Task instructions: Print the entire listing below word for word, but leave out the picture.

Supplied records:
☆ ☆ ☆ ☆

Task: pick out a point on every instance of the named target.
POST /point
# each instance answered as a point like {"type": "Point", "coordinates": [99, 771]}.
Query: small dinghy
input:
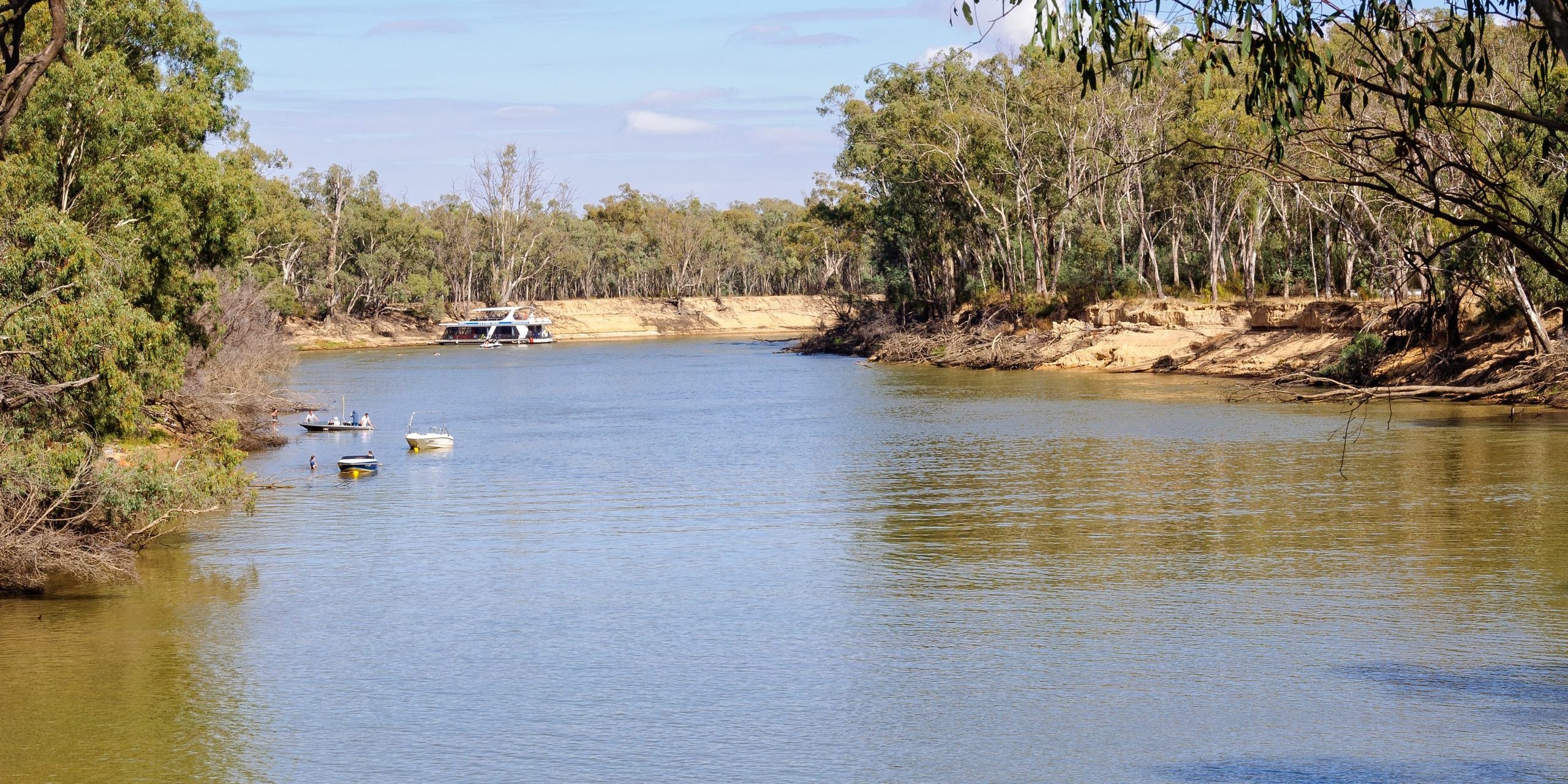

☆ ☆ ☆ ☆

Result below:
Task: pick out a point on every instance of the named target.
POST /point
# each instance answered as a point like {"type": "Point", "coordinates": [99, 771]}.
Query: small dinghy
input:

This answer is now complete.